(TASK INPUT Opens)

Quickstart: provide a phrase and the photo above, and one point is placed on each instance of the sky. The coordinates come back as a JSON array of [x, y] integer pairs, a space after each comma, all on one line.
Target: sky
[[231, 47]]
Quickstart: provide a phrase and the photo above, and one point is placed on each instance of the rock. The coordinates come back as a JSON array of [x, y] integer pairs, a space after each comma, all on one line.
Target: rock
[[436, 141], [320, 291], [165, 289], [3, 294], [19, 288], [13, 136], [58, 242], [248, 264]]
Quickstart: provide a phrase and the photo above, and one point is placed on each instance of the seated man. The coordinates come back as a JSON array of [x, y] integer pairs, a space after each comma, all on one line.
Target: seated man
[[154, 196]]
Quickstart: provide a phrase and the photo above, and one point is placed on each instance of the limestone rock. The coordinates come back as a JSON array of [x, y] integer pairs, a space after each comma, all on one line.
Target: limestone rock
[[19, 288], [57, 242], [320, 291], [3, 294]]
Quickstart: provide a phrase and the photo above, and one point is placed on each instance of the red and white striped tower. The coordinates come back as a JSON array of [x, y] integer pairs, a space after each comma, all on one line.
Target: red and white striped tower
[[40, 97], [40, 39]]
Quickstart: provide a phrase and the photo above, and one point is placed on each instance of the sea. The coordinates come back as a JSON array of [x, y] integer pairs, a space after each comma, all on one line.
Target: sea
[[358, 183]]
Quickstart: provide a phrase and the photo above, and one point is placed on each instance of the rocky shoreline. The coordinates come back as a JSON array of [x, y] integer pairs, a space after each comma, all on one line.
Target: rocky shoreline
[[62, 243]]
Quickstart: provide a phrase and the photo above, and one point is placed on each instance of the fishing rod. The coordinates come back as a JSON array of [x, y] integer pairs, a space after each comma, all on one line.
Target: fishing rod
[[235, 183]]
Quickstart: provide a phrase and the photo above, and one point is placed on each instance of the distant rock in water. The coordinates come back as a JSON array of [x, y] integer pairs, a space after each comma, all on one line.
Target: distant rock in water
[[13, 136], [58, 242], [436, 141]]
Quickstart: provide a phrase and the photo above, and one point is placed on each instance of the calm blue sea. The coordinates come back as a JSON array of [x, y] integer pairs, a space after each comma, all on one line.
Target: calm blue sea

(TASK INPUT Closes)

The entire set of records should be returned exactly.

**TASK RESPONSE:**
Quickstart: provide a phrase and the photo above, and one point is placed on each instance of the sky. The coordinates come back as a JSON array of [x, y] integer pairs, a space after each comma, all on one line.
Target: sky
[[231, 47]]
Quickstart: provide a phrase and the photo above, and one point is placed on each instance of the rock. The coordinates come back as a JSON array of [x, y] integer pairs, a space after each comma, all on one line.
Target: rock
[[436, 141], [320, 291], [165, 289], [3, 294], [19, 288], [13, 136], [58, 242], [248, 264]]
Quickstart: provide a phrase and the photo above, and one point is placed on each instance of the seated man. The coordinates come back as a JSON array of [x, y] integer pairs, a space after each comma, all on one line.
Target: seated man
[[154, 196]]
Quickstart: provide a phrase and the photo above, and one point is placed on each instance of the limestone rock. The coordinates come back as a JSON array of [x, y] integer pairs, a space after each comma, all on one line.
Target: limestone rock
[[19, 288], [57, 242], [320, 291], [3, 294]]
Quickstart: provide a phrase and the photo above, and one point is placed on each instance of the red and white striped tower. The coordinates come back as a JSON array of [x, y] integer pairs, a space after each comma, all on one line.
Target: red and white striped tower
[[40, 97], [40, 39]]
Quickstart: provide a phrase and the photo above, and one point is placed on each instance of the sea. The coordinates come back as a JSON array of [x, y] integer pairs, a space after each comma, all on one line.
Target: sea
[[358, 183]]
Quickstart: provide a phrase and the photo above, and one point is placed on each instance of the rocky shoreline. The coordinates come back as a JSON array of [x, y] integer pairs, a space after each comma, all on one line.
Target: rocky shoreline
[[62, 243]]
Quickstart: provide a phrase and the photo above, and one point is placed on each instance of the fishing rod. The coordinates come back as a JSON array of [x, y] integer pairs, a space after each comma, all on one line.
Target: fishing rod
[[235, 183]]
Quickstart: provide a phrase and the photo above, and one point is placed on each instance of the distant rock in water. The coordinates come back as a JSON array of [x, y] integer pairs, a space after each comma, all on one line.
Target: distant rock in water
[[13, 136], [58, 242], [436, 141]]
Quickstart: provide a phrase and the photo above, and one point is placed on each instance of the calm blue sea. The coordinates come back as a JSON array of [x, y] integer pairs, a space after each comma, all on one line.
Target: calm blue sea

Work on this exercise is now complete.